CONSIGNE A:
Extrayez du texte sur la numérisation des services publics le passage qui commence par « La question de » et se poursuit jusqu'à « nos services publics. », sans rien y modifier.
CONSIGNE B:
D'après le texte sur la numérisation des services publics, que dissimule en réalité la « dématérialisation » ?

TEXTE À ANALYSER:
▬▬▬▬▬▬

Numérisation des services publics : la grande menace

La question de la numérisation des services publics n’est pas technologique. Elle a des implications qui ont à voir avec l’accès équitable à ces services, nos droits fondamentaux et la justice sociale. La promesse de la numérisation tout azimut telle qu’elle est posée dans le débat public est parée de toutes les vertus : efficacité, accessibilité, modernité, et en prime, elle permettrait de faire mieux avec moins. Moins d’argent public et moins d’agents publics.  Mais cette « dématérialisation » dissimule en réalité une déshumanisation de nos services publics.

Derrière la promesse se cache une réalité qui fait mal et menace les piliers mêmes de notre société : l’égalité, la liberté, la justice. La numérisation des services publics telle qu’elle est aujourd’hui mise en œuvre tourne le dos aux fondamentaux qui ont guidé le développement de ces services publics. Ceux-ci sont censés mettre en œuvre l’action sociale de l’Etat qui vise l’émancipation collective et individuelle des citoyen·nes. Mais la numérisation que nous constatons détourne les services publics de leurs missions originelles en éloignant les usagers des services auxquels ils ont droit et en généralisant l’arbitraire comme mode de gestion des prestations.

▬▬▬▬▬▬

Entrées du jeu de données:

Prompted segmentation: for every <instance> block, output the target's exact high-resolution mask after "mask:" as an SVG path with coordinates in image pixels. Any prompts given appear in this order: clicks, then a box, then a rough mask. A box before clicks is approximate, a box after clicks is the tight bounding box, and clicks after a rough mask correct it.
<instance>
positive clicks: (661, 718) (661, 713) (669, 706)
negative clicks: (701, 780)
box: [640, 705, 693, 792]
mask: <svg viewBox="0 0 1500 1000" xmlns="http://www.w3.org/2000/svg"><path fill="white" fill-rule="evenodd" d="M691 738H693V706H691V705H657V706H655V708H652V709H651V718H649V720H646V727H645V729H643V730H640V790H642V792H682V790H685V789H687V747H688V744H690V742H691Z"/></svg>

▬▬▬▬▬▬

RÉPONSE A:
La question de la numérisation des services publics n’est pas technologique. Elle a des implications qui ont à voir avec l’accès équitable à ces services, nos droits fondamentaux et la justice sociale. La promesse de la numérisation tout azimut telle qu’elle est posée dans le débat public est parée de toutes les vertus : efficacité, accessibilité, modernité, et en prime, elle permettrait de faire mieux avec moins. Moins d’argent public et moins d’agents publics.  Mais cette « dématérialisation » dissimule en réalité une déshumanisation de nos services publics.

RÉPONSE B:
Elle dissimule une déshumanisation de nos services publics.